[Passage shown — start]

Poet’s Death Draws Attention to Inmate Medical Care
The wife of a little known Beat-era poet who died in custody less than three weeks into his term has filed lawsuits that could affect the way ailing prisoners are treated in Los Angeles County jails.
John Thomas, 71, died after spending part of his last night gasping for air on the floor of his cell. Philomene Long, his wife, is alleging that Thomas suffered cruel and unusual punishment during his confinement.
Two days after his arrival, Thomas was admitted to the correctional treatment center at Twin Towers Jail. Nurses recorded Thomas’ symptoms, including swollen legs, shortness of breath, low blood pressure, enlarged and hardened abdomen, brown urine, and crackling lungs.
Thomas refused an offer of oxygen made by a nurse. According to court documents, doctors rarely visited the sick patient.
Medical staff found him on the floor on the evening of March 28th, 2002. After three unsuccessful attempts to lift him back into his bed, a doctor ordered Thomas be moved to a thin mattress pad.
The doctor, however, issued the order sight unseen. From his new location, Thomas could not reach a call button.
Thomas was transferred to a hospital shortly after midnight but died the next afternoon.
Long is suing the county for wrongful death and is seeking unspecified damages resulting from loss of companionship.

[Passage shown — finish]

» What the task requires
In the passage about the poet's death in jail, please state where John Thomas was admitted two days after his arrival.

[Supplied information — start]

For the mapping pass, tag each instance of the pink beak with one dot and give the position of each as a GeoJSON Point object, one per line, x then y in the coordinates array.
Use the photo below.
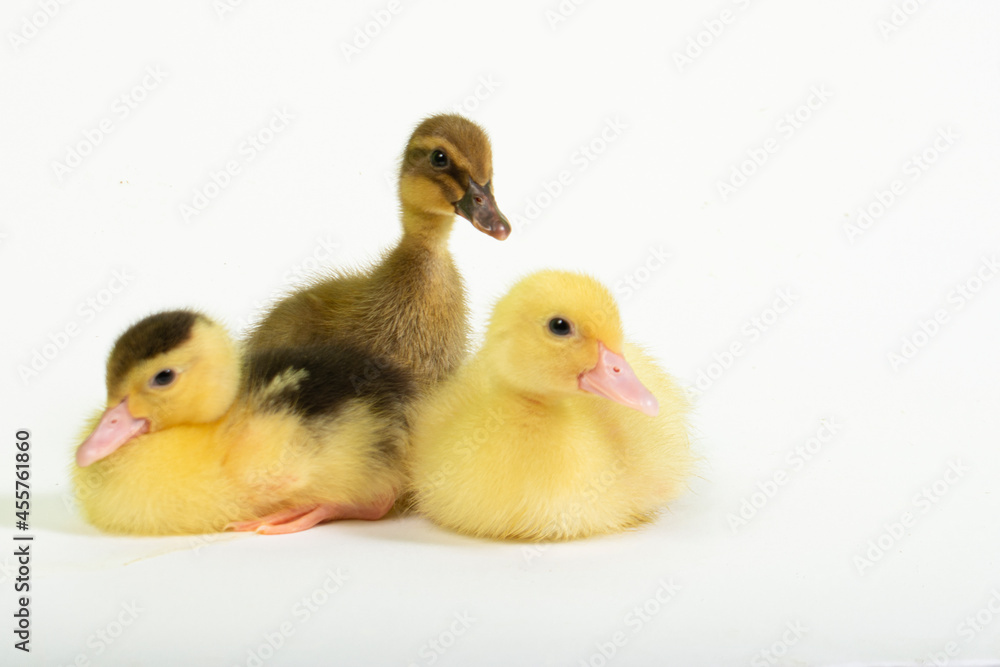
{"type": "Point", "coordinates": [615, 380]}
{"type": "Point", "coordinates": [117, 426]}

[Supplied information — finish]

» Solution to the problem
He was admitted to the correctional treatment center at Twin Towers Jail.